Rows from a pointing dataset
# # # # #

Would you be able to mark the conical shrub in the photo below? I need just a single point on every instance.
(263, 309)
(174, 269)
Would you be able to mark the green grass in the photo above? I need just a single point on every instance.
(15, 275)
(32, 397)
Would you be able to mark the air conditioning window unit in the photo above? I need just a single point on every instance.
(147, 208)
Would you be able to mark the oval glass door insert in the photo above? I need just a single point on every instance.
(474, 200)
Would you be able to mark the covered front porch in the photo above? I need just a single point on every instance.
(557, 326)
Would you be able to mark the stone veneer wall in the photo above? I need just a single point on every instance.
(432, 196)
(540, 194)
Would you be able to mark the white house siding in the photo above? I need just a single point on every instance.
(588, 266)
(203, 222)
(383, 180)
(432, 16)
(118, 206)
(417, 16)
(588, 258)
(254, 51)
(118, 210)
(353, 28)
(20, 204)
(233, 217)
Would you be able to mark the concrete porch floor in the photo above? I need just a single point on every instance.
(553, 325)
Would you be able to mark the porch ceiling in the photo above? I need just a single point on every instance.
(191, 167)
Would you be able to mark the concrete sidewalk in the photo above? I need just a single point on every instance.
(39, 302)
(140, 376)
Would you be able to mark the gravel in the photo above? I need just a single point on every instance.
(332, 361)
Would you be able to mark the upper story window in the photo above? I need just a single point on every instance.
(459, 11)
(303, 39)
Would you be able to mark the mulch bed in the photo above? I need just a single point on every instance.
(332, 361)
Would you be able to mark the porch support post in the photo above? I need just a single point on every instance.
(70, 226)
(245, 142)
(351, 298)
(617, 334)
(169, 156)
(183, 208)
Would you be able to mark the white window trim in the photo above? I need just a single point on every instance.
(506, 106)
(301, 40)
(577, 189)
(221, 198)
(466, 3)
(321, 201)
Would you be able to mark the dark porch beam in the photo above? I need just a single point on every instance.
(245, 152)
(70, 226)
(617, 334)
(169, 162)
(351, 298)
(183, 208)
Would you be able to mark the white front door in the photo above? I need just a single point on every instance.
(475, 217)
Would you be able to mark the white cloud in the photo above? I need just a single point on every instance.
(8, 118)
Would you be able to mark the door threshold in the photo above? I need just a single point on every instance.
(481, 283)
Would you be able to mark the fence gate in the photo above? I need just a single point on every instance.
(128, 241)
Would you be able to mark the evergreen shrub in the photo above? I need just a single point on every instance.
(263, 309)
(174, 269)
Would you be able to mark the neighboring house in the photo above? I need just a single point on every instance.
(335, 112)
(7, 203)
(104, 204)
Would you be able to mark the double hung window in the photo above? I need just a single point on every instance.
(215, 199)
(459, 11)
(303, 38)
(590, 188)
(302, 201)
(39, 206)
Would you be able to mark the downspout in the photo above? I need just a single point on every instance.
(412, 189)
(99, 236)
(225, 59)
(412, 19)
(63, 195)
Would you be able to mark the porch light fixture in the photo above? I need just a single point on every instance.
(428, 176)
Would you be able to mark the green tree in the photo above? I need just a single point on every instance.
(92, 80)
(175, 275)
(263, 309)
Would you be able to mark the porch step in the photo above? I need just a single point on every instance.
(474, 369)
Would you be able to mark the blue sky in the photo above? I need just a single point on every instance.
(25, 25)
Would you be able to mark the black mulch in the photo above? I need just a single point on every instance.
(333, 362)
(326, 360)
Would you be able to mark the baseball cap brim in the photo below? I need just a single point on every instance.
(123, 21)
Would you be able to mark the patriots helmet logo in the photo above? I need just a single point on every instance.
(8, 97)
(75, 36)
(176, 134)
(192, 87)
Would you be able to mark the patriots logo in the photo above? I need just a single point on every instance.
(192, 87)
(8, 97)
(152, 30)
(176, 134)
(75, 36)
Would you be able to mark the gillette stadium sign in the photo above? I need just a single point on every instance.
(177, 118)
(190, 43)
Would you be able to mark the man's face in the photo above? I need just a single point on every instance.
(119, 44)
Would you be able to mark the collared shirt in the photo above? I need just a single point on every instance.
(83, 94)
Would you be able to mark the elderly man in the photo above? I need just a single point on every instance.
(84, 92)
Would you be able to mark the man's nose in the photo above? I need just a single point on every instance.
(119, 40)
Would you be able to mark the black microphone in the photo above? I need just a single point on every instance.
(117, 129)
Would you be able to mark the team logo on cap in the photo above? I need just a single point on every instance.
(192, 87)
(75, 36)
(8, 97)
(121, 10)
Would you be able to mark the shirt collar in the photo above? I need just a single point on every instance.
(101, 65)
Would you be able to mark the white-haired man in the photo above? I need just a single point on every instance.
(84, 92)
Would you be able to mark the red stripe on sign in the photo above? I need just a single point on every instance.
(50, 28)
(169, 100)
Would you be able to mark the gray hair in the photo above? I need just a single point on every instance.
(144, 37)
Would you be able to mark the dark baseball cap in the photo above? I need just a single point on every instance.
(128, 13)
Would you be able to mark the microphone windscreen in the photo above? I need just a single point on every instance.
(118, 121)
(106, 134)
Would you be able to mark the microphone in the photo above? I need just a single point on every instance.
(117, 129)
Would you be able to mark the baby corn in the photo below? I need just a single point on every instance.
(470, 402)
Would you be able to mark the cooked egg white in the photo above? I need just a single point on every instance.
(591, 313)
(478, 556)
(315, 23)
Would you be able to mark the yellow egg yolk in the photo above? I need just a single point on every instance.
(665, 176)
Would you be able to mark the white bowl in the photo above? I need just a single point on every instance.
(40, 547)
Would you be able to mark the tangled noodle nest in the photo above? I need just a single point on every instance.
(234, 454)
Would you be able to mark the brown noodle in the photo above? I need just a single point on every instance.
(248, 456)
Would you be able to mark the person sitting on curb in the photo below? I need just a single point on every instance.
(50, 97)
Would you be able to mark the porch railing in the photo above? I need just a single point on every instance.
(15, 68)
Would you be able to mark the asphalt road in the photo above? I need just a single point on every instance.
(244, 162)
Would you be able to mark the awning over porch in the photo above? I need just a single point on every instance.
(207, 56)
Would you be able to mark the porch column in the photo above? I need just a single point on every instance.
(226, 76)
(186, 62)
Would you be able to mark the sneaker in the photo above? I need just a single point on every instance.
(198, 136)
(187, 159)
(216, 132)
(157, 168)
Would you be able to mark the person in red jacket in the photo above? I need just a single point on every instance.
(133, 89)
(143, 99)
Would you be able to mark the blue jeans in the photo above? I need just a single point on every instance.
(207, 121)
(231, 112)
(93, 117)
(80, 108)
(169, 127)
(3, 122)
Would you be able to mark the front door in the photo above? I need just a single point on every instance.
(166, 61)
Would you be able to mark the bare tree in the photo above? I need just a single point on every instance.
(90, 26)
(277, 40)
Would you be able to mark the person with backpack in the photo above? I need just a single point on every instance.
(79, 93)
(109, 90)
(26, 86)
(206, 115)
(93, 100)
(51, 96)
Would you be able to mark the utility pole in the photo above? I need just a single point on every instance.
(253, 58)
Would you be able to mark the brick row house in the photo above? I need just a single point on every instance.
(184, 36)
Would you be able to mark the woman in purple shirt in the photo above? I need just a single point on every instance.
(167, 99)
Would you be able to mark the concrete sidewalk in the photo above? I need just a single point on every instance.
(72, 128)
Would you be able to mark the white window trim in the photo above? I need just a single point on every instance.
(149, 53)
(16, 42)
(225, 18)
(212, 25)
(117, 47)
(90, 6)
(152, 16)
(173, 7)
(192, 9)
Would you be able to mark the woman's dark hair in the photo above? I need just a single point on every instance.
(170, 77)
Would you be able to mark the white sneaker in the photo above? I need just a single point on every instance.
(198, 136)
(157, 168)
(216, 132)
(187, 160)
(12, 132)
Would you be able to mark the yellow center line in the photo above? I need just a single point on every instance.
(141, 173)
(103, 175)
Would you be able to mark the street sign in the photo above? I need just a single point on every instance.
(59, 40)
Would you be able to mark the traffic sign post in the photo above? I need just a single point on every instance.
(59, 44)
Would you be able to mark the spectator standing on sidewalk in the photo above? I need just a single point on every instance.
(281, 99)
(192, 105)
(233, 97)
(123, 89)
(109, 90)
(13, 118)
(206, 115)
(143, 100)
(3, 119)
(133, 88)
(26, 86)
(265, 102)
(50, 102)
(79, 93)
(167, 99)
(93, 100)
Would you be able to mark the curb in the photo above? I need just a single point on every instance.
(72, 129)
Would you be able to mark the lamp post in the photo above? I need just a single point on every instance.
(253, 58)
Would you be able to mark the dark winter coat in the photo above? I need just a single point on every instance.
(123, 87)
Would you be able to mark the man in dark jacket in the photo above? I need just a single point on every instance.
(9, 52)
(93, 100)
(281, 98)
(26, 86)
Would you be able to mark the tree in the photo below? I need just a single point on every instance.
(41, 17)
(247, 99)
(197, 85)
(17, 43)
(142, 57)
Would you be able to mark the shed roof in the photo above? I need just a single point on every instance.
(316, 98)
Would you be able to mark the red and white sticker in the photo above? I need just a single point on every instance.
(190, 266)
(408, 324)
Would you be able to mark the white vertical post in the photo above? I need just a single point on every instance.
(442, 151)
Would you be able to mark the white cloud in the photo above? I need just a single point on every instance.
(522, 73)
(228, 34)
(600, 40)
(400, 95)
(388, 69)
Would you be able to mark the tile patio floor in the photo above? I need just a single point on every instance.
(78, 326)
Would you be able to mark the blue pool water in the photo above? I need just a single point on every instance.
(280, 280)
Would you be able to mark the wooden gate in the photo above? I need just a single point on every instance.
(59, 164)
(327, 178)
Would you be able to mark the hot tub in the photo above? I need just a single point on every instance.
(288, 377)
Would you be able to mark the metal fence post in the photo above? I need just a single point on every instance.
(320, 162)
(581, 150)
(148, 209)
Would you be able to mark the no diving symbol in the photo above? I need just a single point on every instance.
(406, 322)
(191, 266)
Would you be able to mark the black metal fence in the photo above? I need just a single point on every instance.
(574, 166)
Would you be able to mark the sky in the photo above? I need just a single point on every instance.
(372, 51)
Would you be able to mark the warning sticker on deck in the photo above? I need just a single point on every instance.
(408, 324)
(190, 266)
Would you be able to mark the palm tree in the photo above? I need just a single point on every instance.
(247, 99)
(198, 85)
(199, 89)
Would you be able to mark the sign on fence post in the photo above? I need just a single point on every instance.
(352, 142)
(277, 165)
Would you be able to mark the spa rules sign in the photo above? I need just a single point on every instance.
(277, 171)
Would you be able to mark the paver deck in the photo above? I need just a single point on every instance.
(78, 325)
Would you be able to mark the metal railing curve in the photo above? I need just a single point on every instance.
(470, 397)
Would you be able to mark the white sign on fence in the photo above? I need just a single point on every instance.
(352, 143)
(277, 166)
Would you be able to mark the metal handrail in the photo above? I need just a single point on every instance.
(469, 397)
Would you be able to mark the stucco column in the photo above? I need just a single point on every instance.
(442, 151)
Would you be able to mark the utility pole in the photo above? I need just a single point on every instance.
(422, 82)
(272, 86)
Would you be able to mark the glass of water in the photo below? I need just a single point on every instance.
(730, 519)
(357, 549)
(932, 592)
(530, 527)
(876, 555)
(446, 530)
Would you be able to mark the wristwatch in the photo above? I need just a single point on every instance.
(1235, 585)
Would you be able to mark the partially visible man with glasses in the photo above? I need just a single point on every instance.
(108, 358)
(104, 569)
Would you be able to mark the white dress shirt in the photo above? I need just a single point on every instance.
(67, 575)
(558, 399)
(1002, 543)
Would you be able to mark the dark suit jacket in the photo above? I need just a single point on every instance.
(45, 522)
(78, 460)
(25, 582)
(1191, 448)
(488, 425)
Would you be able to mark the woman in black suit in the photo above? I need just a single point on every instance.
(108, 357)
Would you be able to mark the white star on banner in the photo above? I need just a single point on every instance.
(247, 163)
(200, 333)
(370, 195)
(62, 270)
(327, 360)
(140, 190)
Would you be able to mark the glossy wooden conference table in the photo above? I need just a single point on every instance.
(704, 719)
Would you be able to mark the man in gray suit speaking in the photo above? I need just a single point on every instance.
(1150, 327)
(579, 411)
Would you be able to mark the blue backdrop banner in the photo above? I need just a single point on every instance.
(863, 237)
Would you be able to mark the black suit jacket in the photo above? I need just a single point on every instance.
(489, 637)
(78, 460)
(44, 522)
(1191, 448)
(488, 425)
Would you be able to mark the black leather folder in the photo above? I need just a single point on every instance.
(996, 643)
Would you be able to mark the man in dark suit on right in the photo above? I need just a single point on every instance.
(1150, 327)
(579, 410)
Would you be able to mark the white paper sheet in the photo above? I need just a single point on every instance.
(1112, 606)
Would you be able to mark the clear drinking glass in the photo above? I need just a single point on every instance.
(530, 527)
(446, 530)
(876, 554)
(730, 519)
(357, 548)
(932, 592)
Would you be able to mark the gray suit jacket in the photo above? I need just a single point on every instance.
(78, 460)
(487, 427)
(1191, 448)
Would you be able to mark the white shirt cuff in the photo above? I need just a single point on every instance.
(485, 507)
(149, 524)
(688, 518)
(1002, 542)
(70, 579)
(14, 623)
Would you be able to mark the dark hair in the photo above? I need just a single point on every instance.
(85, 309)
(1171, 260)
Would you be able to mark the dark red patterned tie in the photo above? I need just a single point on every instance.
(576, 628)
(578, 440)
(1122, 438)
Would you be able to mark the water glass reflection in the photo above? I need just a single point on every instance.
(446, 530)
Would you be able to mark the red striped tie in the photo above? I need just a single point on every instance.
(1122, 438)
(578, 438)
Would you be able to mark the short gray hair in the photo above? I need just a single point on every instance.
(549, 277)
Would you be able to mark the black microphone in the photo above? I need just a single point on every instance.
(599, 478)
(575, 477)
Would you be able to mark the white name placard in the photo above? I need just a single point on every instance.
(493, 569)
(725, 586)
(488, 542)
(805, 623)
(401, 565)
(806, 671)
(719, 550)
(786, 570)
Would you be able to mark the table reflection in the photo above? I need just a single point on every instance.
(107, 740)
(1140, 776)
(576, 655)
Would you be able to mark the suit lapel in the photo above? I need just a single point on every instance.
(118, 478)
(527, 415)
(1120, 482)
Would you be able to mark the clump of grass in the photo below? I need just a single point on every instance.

# # # # #

• **Goal of the exercise**
Starting from the line with "Would you be able to mark the man in dark suit" and ending with the final line of the data, quote every line exactly, both ends included.

• **Solution for this task**
Would you be able to mark the man in dark suit on right in the photo above? I need just a single point on every instance.
(1150, 327)
(579, 410)
Would you be able to mark the white paper sheet in the photo above? I need just a single point on every instance.
(1112, 606)
Would you be able to mark the clear drinking glass in the photo above? I need just a single point on every instance.
(530, 527)
(446, 530)
(876, 554)
(730, 519)
(357, 548)
(932, 592)
Would you be able to mark the gray suit jacket in the photo above? I need just a single point on every instance.
(78, 460)
(487, 427)
(1191, 448)
Would you be able to mark the white shirt cuff in the photo above? I need just a single point on every instance.
(485, 507)
(149, 524)
(688, 518)
(1002, 542)
(70, 579)
(14, 623)
Would you be able to mark the dark hair in the photo above? I need just a single point on every instance.
(85, 309)
(1171, 260)
Would you be able to mark the dark red patterned tie in the photo above? I need just a single point on every instance.
(576, 628)
(578, 440)
(1122, 438)
Would you be able to mark the water glass reflection in the photo above? I need just a single point on every instance.
(446, 530)
Would you be able to mark the red striped tie in the photo above? I need just a single point on every instance.
(1122, 438)
(578, 438)
Would you be able to mark the short gray hair in the photo above? I need just a single point on every instance.
(549, 277)
Would you be able to mark the black microphone in the photo above? I need just a single point on every instance.
(599, 478)
(575, 477)
Would you be able to mark the white name placard in the photo above? I need just a single point on every instance.
(493, 569)
(725, 586)
(488, 542)
(805, 623)
(401, 565)
(806, 671)
(719, 550)
(786, 570)
Would you be able to mark the table reflection in the photo above? I need just a single point on every instance.
(107, 740)
(1140, 776)
(576, 655)
Would you be able to mark the suit lapel in the photo above? I need just a single point on every instance.
(118, 478)
(527, 415)
(1120, 482)
Would you be able to mark the clump of grass in the photo below? I need just a single point on every instance.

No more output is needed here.